> **To be done**
Please gather every line of the records below that contains the string "Target", copying each line in full. Matching is case-sensitive.

> **Items**
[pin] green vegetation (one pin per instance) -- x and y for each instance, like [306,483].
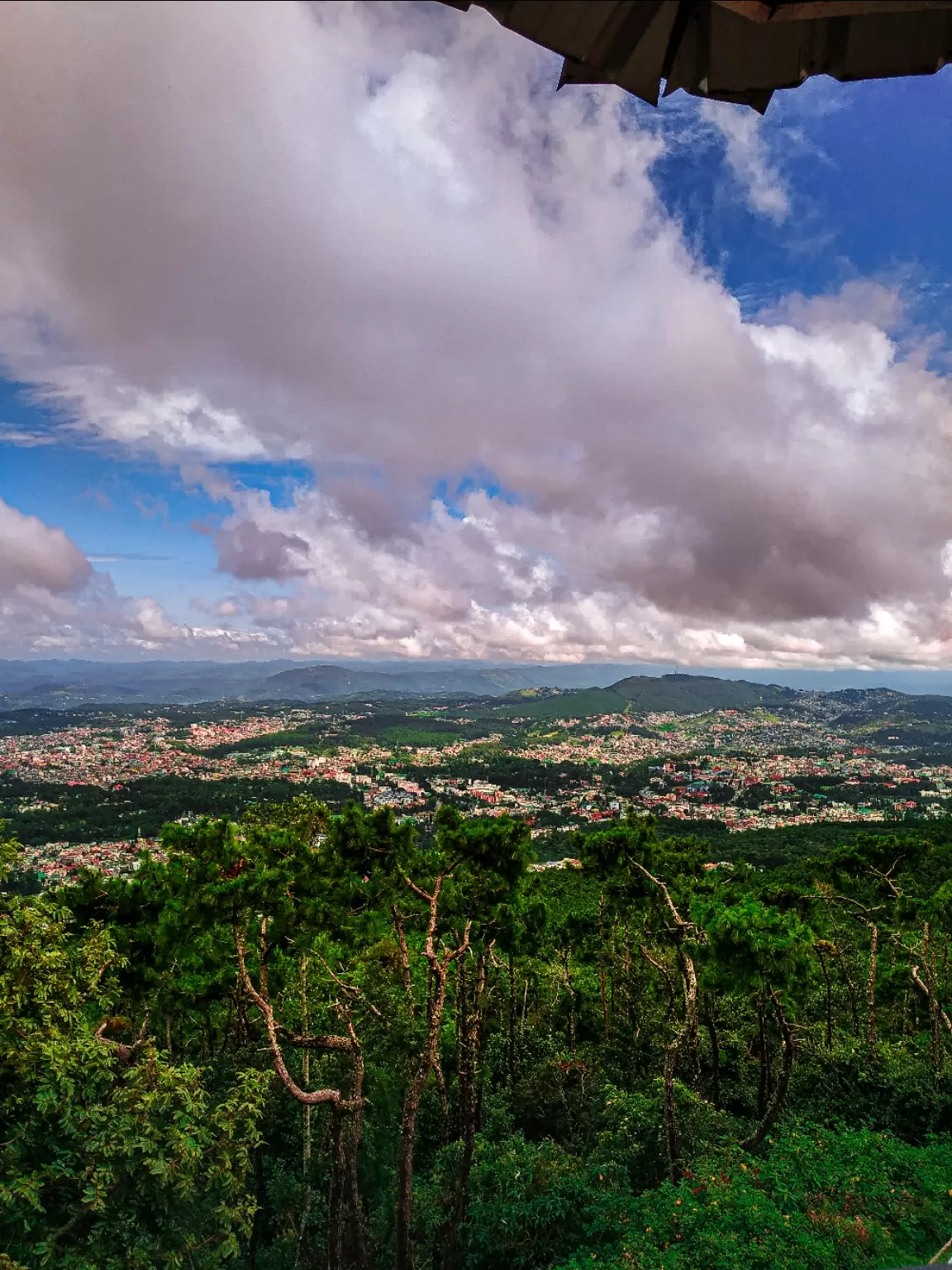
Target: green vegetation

==

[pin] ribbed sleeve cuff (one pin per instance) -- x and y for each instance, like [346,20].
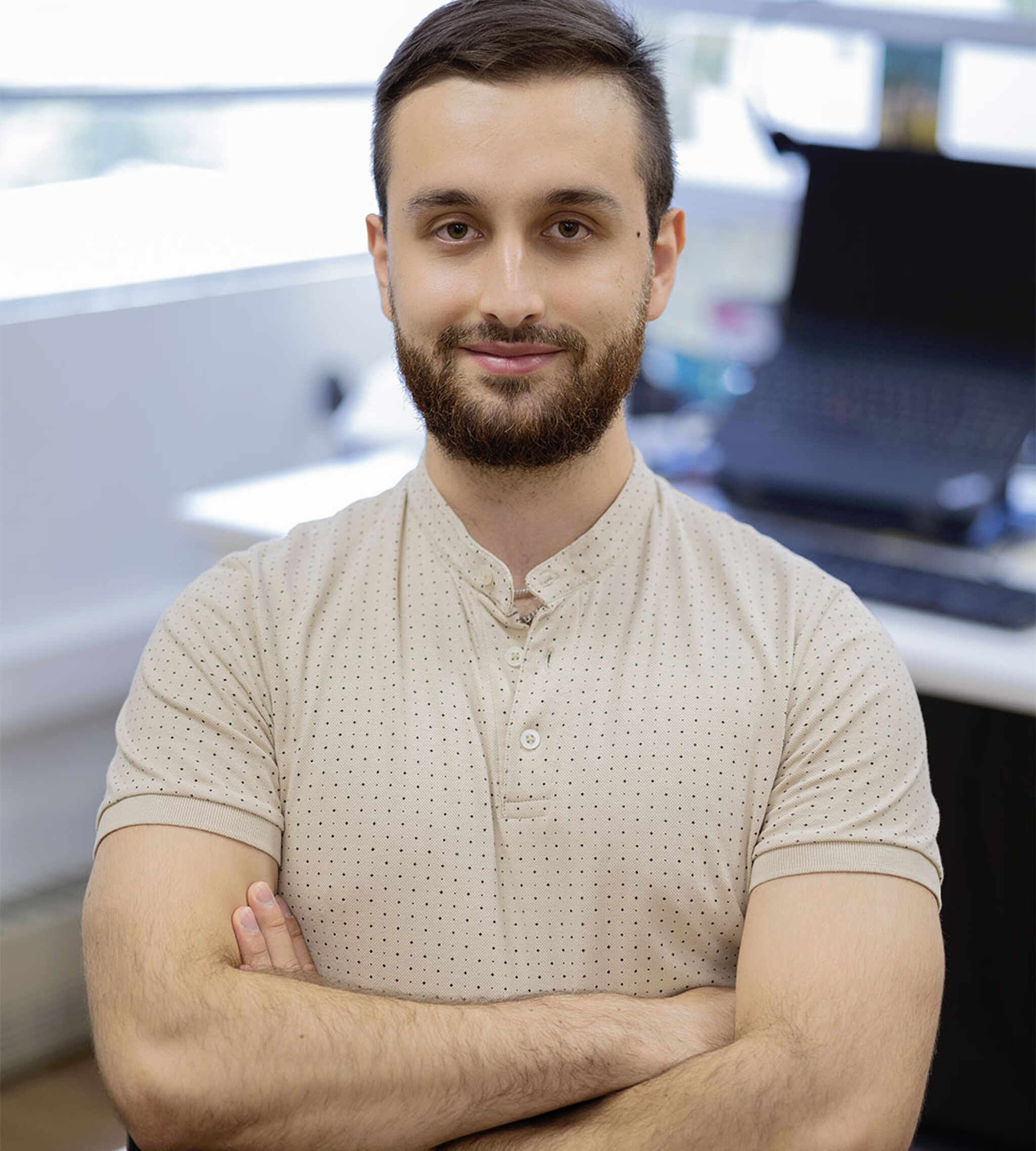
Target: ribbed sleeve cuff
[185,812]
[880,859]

==

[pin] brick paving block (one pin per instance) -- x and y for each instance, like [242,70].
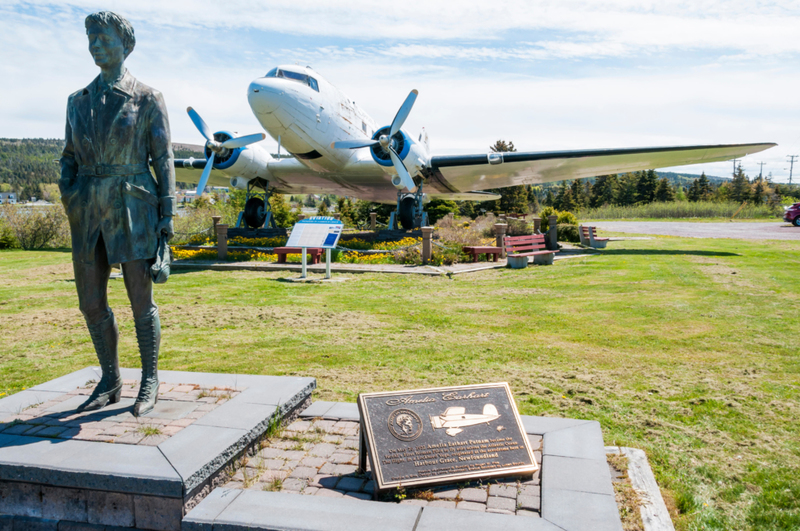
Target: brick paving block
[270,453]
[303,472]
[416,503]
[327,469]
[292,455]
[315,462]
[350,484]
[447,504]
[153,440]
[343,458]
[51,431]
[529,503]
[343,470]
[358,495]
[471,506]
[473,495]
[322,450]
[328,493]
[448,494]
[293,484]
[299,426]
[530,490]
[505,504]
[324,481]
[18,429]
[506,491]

> **Answer to the problem**
Target: green vegetation
Target: ribbed sleeve cuff
Target: brick paving block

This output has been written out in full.